- _The problem_: Please restate every line below exactly, without any pictures.

[Dataset items]
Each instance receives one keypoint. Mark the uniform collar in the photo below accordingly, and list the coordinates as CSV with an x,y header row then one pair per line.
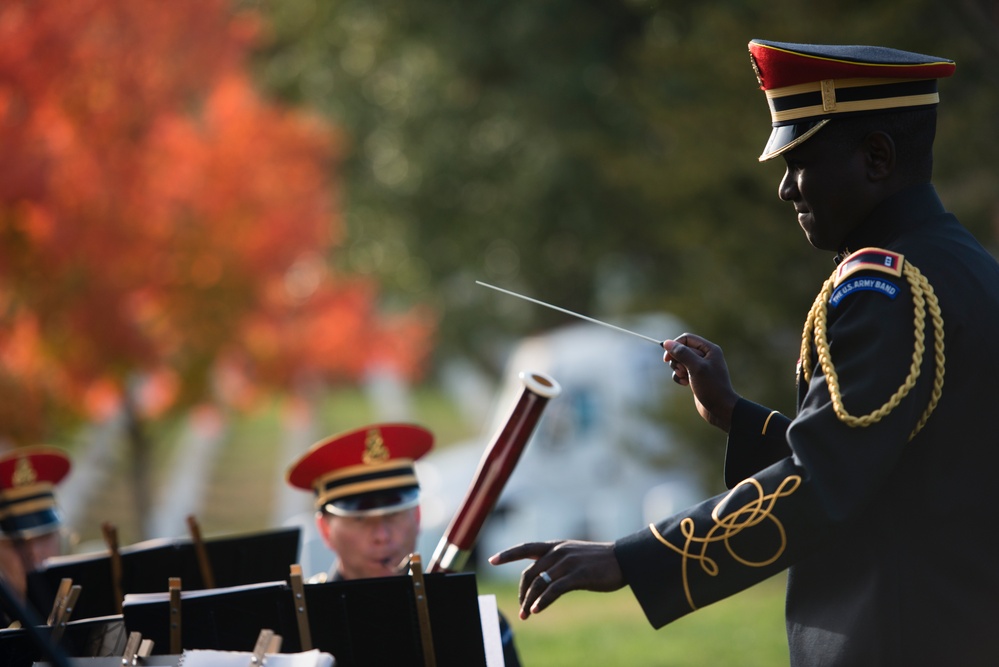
x,y
900,213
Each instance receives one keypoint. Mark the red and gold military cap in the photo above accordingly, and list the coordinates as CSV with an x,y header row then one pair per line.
x,y
28,477
809,84
366,471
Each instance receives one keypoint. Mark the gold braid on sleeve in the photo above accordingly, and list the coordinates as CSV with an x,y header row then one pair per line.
x,y
923,299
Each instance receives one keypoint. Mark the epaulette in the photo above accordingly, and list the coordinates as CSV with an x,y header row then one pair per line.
x,y
869,259
925,307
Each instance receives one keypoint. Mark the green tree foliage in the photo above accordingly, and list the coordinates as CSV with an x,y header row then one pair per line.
x,y
601,155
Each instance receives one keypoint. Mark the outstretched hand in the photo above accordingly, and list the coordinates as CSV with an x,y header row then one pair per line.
x,y
559,567
699,364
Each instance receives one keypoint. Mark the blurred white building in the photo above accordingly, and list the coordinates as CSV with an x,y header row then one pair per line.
x,y
594,466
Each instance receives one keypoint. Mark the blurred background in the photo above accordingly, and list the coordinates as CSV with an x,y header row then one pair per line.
x,y
230,228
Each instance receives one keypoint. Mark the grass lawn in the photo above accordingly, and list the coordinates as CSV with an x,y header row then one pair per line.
x,y
746,630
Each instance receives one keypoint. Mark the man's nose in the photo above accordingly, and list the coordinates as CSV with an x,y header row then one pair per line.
x,y
787,189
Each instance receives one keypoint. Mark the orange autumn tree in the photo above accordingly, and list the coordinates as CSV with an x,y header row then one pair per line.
x,y
153,211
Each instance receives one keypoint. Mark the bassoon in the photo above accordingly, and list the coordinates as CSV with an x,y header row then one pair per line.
x,y
495,467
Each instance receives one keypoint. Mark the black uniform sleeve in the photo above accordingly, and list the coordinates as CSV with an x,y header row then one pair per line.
x,y
780,513
757,439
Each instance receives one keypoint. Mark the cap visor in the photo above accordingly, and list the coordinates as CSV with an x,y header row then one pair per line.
x,y
786,137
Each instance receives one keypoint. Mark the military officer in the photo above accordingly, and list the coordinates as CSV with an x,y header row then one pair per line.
x,y
367,499
876,494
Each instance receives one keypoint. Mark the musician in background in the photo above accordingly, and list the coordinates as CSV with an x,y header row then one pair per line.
x,y
368,502
31,523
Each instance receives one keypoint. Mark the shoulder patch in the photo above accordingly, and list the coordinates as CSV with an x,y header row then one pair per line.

- _Problem solution_:
Each instance receives one keypoint. Mark the uniform collar in the photo below accordingly, and list the coordinates as CSV with an x,y header row then one pair per line.
x,y
900,213
Each instance receives one keypoint. Mark the red and gold military cap in the photo above accordingly, and list the coordinates as CSV with an x,y header row then one pair per line.
x,y
28,477
809,84
366,471
Each instance receives one keypoint. Mark the gold braid on sleeve in the photo above accordingly, and list the coordinates as CSV with an x,y header row then one pair per line.
x,y
923,299
Each instance receives one keypoint. Mark the epaulette in the photo above accordingly, and list the coordinates as CSV with an x,y header row then one pair per line.
x,y
869,259
925,307
Each instance receives one keypoint. Mark the green tree foliage in the photo above accordingly, and list the coordinates as CSV with an x,y header row then one pair per line.
x,y
601,155
Each instance receives one keypoint. Mark the outstretched hand in the photo above accordingly, and list the coordinates as CSV with an x,y header row then one pair per line.
x,y
559,567
699,364
Each instance receives one keypoint. Mark the blurred white building in the photo above accordingly, and list the coordinates as CSV with an x,y header row then one pair per line.
x,y
594,466
Each instance receives one keypoint. Mark the blurred background in the photo above accordingly, and list the coordinates as CSV with an x,y header row then one pair per line.
x,y
230,228
Each instance receives one keypoint. Mark the grass lawn in the photo above accordingly, and list the coordinates as CSV with an x,y header row then one pair per line.
x,y
746,630
Each instance receives one keypoint. Mark the man's nose in the photo above accordingly, and list the coordinates as CSV with an x,y header row then one pair per line.
x,y
787,189
Each instance receives one keypoint. Mark the orange autumn tree in the photo above accordingly, and list the coordinates as CSV with an x,y header row then one pair per line.
x,y
153,211
Each instance receives one keypoint. Mark the bassoon in the photo above accordingly, and list the coordinates as CSV with an x,y header row then one pair per line.
x,y
495,467
Each instance receives one keypoint. Mark the black uniform sleeve in the photo above accordingly, and list the coordinates as CSV with an x,y header row then one pair per line.
x,y
780,513
757,439
Each instance receives one keypoint. Mark the cap visor in the photo above accordingly, and list the coordinates as CSV with an x,y header row then one pair per line.
x,y
786,137
Each instance receives one keypoint. Mark the military officer in the photo above accordingly, and list the coordinates as CSV with an x,y header row then one pair per line.
x,y
367,499
876,494
Each instance receives one keypoint. Mark the musician in background in the photo above accordingly, and list the coordinates as CSV with an x,y header row then one pair per line.
x,y
368,502
31,523
Each instance receives one keypoint. Mark the shoulder patch in the photo above accordingly, and list the coordinates as CSV with an x,y header row then one pair per line.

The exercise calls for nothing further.